* [WRITTEN PROBLEM]:
Starting with the line that contains "det: alamy watermark" and going on through the end of the data, write those lines out again with "watermark" swapped for "logo" and everything else left unchanged.

##############################

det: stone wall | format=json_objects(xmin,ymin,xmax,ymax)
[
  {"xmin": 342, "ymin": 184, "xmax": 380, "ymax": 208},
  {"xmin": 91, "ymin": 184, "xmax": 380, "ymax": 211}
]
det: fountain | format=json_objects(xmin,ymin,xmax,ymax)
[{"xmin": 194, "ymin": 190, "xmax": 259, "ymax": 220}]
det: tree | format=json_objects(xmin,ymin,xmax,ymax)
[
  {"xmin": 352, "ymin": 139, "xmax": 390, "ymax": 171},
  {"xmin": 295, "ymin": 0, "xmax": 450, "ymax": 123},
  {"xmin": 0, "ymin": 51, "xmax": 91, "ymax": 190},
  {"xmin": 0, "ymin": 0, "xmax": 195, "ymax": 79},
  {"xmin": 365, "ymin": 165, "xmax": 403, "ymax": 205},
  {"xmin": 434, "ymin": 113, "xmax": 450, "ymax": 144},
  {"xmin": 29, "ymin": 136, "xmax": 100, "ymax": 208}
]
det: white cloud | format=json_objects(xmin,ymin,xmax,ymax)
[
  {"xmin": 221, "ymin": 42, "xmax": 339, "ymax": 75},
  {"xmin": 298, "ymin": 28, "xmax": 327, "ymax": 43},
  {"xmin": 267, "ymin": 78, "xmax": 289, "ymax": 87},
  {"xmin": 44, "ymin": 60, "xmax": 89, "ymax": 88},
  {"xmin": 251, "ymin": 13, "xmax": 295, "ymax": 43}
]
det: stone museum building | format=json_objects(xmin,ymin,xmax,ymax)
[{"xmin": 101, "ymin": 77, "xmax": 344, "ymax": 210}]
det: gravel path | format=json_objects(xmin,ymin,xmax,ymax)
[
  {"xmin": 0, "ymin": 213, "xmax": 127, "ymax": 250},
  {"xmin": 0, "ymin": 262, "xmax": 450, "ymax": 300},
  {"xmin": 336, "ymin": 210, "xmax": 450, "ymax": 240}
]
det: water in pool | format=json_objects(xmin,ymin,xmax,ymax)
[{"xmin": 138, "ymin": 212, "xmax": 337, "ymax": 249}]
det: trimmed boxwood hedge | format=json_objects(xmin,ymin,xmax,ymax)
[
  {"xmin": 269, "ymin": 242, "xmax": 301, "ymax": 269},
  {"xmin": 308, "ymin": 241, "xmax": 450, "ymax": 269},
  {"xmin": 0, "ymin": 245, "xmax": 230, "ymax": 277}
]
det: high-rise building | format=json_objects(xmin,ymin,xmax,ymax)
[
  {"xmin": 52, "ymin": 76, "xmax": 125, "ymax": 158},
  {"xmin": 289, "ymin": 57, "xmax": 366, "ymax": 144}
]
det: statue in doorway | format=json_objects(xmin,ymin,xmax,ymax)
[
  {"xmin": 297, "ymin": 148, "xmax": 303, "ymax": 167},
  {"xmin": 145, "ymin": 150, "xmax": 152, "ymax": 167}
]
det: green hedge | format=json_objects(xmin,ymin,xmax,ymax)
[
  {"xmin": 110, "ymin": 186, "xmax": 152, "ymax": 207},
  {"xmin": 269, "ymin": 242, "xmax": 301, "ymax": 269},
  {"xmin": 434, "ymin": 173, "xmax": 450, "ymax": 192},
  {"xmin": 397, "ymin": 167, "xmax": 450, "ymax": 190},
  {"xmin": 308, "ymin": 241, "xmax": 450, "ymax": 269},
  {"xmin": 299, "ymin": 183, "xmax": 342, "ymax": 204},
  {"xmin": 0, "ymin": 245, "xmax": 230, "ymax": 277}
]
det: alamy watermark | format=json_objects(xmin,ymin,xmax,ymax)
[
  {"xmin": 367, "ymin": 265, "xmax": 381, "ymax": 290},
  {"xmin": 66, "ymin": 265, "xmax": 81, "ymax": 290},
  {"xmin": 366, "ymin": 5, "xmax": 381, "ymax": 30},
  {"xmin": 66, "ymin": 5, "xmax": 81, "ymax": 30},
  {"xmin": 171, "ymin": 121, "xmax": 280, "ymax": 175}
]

##############################

* [FULL SOLUTION]:
det: alamy logo | format=json_objects(xmin,ymin,xmax,ymax)
[
  {"xmin": 367, "ymin": 265, "xmax": 381, "ymax": 290},
  {"xmin": 66, "ymin": 265, "xmax": 81, "ymax": 290},
  {"xmin": 366, "ymin": 5, "xmax": 381, "ymax": 30},
  {"xmin": 66, "ymin": 5, "xmax": 81, "ymax": 30},
  {"xmin": 171, "ymin": 121, "xmax": 280, "ymax": 175}
]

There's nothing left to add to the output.